Outline annotation records
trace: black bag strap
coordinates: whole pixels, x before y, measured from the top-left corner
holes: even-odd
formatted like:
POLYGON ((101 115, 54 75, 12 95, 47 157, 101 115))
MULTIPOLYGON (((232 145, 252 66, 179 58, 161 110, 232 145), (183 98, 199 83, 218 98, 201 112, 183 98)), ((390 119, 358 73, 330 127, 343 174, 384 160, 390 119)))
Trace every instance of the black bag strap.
* * *
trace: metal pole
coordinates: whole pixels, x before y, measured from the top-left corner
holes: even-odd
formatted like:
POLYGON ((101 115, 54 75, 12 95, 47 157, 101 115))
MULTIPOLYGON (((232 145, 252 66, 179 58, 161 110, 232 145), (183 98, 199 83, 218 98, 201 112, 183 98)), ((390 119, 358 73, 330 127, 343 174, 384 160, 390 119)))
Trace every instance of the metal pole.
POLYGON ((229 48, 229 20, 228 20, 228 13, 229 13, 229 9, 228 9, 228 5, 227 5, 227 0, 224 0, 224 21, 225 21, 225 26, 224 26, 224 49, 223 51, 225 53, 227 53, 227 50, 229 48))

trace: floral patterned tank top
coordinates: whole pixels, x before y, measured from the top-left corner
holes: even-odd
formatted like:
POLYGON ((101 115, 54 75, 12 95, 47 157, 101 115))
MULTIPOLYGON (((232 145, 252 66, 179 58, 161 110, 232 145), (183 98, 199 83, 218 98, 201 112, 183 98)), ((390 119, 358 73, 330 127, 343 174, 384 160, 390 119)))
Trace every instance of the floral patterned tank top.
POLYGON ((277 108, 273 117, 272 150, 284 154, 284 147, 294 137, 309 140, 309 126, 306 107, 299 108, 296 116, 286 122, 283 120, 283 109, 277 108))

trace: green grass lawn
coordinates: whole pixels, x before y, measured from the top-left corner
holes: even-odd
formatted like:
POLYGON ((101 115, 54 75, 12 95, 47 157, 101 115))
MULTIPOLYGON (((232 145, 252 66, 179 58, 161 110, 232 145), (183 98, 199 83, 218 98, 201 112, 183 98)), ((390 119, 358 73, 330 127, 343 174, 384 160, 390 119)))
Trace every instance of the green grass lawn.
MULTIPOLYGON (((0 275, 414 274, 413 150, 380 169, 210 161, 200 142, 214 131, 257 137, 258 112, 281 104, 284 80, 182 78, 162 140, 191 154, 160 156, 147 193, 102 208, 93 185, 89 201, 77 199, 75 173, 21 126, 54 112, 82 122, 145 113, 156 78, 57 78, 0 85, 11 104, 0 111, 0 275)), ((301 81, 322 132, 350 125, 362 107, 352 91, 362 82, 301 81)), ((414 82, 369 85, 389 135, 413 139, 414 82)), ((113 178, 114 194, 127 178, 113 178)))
* * *
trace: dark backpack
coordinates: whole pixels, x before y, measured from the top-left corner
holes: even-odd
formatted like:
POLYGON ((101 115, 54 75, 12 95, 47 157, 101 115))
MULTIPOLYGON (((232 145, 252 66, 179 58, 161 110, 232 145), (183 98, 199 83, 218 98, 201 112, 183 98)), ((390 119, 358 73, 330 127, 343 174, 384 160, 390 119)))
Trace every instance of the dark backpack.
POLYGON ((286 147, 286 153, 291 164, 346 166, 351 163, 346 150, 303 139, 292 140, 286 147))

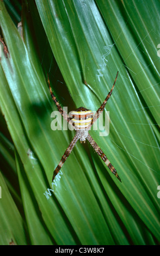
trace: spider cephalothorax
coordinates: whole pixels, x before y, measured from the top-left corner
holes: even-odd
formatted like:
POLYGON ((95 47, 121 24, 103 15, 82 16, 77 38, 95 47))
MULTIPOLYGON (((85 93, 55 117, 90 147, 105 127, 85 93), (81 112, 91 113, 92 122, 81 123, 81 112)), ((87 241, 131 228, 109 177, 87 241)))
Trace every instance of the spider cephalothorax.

▸ WHAT YOU ARE ASKED TO DO
Return each line of the rows that contains the string "tank", treating uppercase and lowercase letters as different.

▸ COMPLETED EXERCISE
trace: floral patterned tank top
Trace every instance of the floral patterned tank top.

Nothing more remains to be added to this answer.